» Text under study
§ §
Official: Shooter may have targeted Neb. workers
OMAHA, Neb.—Three employees wounded in a shooting this week at a cold-storage warehouse in southeast Nebraska don't appear to be random victims, a prosecutor said Saturday.
Saline County Attorney Tad Eickman told the Associated Press that authorities are trying to determine why Akouch Kashoual shot those workers and not others at the Americold Logistics plant in Crete.
Authorities have said Kashoual, a 26-year-old Sudanese immigrant, entered a break room Wednesday night and started firing a handgun, wounding three employees -- including a woman who was shot 11 times -- before going outside and killing himself.
"There were a number of people in the break room when the shooter went into the room. ... He didn't just open fire on anybody," Eickman said.
The Omaha World-Herald first reported similar comments from Eickman.
§ §
» Provided records
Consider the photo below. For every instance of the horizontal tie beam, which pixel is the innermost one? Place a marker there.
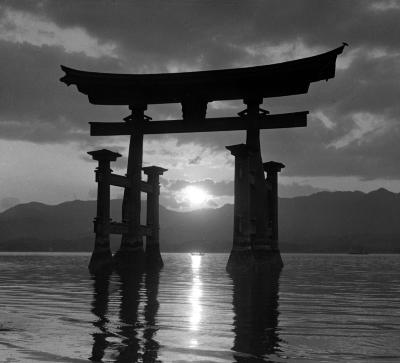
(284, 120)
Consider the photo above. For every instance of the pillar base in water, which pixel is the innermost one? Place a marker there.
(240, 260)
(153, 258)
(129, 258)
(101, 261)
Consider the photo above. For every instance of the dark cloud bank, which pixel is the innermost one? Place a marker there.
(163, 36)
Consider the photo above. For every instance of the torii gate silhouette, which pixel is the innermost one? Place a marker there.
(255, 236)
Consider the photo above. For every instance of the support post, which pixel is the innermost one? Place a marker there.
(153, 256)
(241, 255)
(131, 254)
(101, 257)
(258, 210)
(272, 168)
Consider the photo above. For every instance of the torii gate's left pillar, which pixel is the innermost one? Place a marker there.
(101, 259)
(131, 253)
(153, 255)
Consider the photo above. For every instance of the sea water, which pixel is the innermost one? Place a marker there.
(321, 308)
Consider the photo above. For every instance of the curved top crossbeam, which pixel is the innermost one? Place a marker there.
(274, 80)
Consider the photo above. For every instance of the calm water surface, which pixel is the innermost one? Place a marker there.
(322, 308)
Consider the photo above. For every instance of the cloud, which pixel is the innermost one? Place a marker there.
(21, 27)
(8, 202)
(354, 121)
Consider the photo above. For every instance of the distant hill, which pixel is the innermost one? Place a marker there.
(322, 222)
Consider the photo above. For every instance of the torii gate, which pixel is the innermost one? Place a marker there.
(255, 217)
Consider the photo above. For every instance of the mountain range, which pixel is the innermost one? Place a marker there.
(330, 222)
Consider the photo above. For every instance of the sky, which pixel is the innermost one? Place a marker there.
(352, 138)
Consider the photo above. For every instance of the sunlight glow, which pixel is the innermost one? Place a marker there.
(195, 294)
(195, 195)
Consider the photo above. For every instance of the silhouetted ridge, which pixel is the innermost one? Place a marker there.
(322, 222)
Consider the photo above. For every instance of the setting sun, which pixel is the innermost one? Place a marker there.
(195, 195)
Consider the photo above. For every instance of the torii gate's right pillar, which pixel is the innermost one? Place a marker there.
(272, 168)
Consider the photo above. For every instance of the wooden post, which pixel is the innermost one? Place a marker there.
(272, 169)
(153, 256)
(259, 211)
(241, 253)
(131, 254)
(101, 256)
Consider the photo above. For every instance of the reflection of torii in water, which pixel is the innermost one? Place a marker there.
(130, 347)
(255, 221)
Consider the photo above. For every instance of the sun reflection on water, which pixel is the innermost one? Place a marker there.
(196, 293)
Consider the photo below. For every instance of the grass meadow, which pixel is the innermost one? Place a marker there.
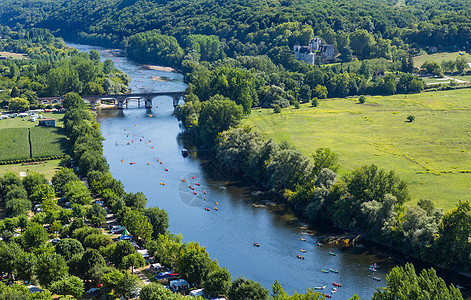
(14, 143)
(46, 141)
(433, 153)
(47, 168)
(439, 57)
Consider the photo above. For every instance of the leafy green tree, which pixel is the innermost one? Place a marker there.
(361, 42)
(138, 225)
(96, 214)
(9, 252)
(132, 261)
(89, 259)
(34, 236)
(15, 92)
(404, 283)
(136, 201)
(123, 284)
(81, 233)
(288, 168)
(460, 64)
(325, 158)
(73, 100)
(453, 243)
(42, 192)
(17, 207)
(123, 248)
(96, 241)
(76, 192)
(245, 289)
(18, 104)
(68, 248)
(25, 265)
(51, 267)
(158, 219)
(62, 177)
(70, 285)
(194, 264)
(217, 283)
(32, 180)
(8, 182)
§ §
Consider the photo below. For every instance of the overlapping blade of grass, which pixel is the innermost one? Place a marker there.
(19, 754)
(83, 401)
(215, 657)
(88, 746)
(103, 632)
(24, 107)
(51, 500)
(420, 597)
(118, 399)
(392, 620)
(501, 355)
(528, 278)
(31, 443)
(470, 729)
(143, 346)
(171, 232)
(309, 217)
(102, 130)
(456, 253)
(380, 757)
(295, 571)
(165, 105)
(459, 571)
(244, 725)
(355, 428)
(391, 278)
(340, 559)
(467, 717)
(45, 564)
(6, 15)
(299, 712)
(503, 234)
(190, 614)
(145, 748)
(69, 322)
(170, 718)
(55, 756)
§ §
» Exercises to complete
A. List every place name that appears in the news report on the Nebraska warehouse shooting.
B. Reproduce the part of the news report on the Nebraska warehouse shooting that begins at the words "Authorities have said" and ends after "and killing himself.".

» Completed exercise
A.
- Omaha
- Nebraska
- Saline County
- Crete

B.
Authorities have said Kashoual, a 26-year-old Sudanese immigrant, entered a break room Wednesday night and started firing a handgun, wounding three employees -- including a woman who was shot 11 times -- before going outside and killing himself.